- _LISTED RECORDS_
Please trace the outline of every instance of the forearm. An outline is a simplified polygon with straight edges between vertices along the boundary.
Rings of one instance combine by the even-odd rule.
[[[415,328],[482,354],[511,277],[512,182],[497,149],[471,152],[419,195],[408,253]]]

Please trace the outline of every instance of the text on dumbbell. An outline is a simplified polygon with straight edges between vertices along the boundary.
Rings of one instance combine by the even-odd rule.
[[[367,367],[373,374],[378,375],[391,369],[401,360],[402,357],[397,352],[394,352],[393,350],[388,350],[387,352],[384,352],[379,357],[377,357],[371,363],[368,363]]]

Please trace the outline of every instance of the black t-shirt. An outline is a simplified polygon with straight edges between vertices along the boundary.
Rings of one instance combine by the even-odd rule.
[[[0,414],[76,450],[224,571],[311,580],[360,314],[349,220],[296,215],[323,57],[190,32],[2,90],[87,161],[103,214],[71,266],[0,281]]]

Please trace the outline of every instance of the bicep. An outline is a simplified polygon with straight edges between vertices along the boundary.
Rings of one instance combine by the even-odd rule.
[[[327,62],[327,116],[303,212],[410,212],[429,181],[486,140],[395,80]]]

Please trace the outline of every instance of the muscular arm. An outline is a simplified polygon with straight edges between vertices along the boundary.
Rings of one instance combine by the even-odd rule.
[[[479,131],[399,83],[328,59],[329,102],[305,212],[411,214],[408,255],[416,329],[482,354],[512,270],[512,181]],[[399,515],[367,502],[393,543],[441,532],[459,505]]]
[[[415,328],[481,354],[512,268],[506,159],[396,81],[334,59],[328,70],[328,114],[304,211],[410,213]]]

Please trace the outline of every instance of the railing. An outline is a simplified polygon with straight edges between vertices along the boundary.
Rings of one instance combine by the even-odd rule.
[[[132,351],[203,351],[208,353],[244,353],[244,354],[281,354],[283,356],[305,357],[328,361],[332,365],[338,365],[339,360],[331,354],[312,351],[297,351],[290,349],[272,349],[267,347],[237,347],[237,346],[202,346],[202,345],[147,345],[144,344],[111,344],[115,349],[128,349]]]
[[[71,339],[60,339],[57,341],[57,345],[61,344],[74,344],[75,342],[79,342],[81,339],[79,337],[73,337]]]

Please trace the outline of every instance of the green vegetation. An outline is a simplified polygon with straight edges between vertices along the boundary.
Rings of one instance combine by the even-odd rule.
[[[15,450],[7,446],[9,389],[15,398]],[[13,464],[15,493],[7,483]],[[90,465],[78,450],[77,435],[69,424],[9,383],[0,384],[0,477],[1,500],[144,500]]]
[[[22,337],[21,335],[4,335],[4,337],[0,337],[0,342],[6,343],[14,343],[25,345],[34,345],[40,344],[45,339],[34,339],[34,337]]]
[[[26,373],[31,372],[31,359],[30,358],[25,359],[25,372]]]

- _ASSIGNMENT_
Print all of the data exactly as it stands above.

- _WRITTEN RESPONSE_
Please trace the outline of every instance of the forearm. An outline is a simplified polygon with straight edges between vertices along the boundary.
Rings of one instance combine by the even-odd rule.
[[[415,328],[482,354],[511,277],[512,182],[497,149],[471,152],[419,195],[408,253]]]

Please trace the outline of every instance of the text on dumbbell. An outline is a simplified polygon with straight edges between vertices along the boundary.
Rings of one instance combine by the even-odd rule.
[[[367,367],[373,374],[378,375],[391,369],[401,360],[402,357],[397,352],[394,352],[393,350],[388,350],[387,352],[384,352],[379,357],[377,357],[371,363],[368,363]]]

Please trace the outline of every instance of the black t-shirt. An outline is a simplified polygon with straight edges between vertices along the boundary.
Rings of one instance combine by the even-odd rule.
[[[0,414],[76,450],[224,571],[311,580],[360,314],[349,220],[296,215],[323,57],[190,32],[2,90],[87,161],[103,214],[71,266],[0,281]]]

Please trace the outline of every instance of the bicep. An outline is a simplified polygon with straight edges between vertices along the boundary.
Rings of one instance combine by the even-odd rule.
[[[327,62],[327,116],[303,212],[410,212],[429,181],[486,140],[395,80]]]

Please trace the outline of every instance of the muscular arm. An outline is a simplified polygon with straight edges between vertices along the boundary.
Rings of one instance combine by the even-odd rule.
[[[479,131],[399,83],[328,59],[329,102],[305,212],[411,214],[408,255],[416,329],[482,354],[512,270],[512,181]],[[399,515],[367,502],[393,543],[441,532],[459,505]]]
[[[415,328],[481,354],[512,268],[506,159],[396,81],[334,59],[328,70],[328,114],[304,211],[410,213]]]

Please trace the outline of every instance of the railing. An outline is a simplified polygon with straight edges between vertices along the boundary.
Rings of one instance combine by the even-odd rule.
[[[132,351],[203,351],[208,353],[244,353],[244,354],[281,354],[283,356],[305,357],[328,361],[332,365],[338,365],[339,360],[331,354],[312,351],[297,351],[290,349],[272,349],[267,347],[237,347],[237,346],[202,346],[202,345],[147,345],[144,344],[111,344],[115,349],[128,349]]]
[[[71,339],[60,339],[57,341],[57,345],[61,344],[74,344],[75,342],[79,342],[81,339],[79,337],[73,337]]]

Please trace the outline of every instance of the green vegetation. An outline is a simplified polygon with straight edges between vertices along the boundary.
Rings of one instance combine by the even-odd rule.
[[[15,450],[7,446],[9,389],[15,398]],[[13,464],[15,493],[7,483]],[[90,465],[78,450],[77,435],[69,424],[9,383],[0,384],[0,477],[1,500],[144,500]]]
[[[22,337],[21,335],[4,335],[4,337],[0,337],[0,342],[6,343],[14,343],[25,345],[34,345],[40,344],[45,339],[34,339],[34,337]]]
[[[26,373],[31,372],[31,359],[30,358],[25,359],[25,372]]]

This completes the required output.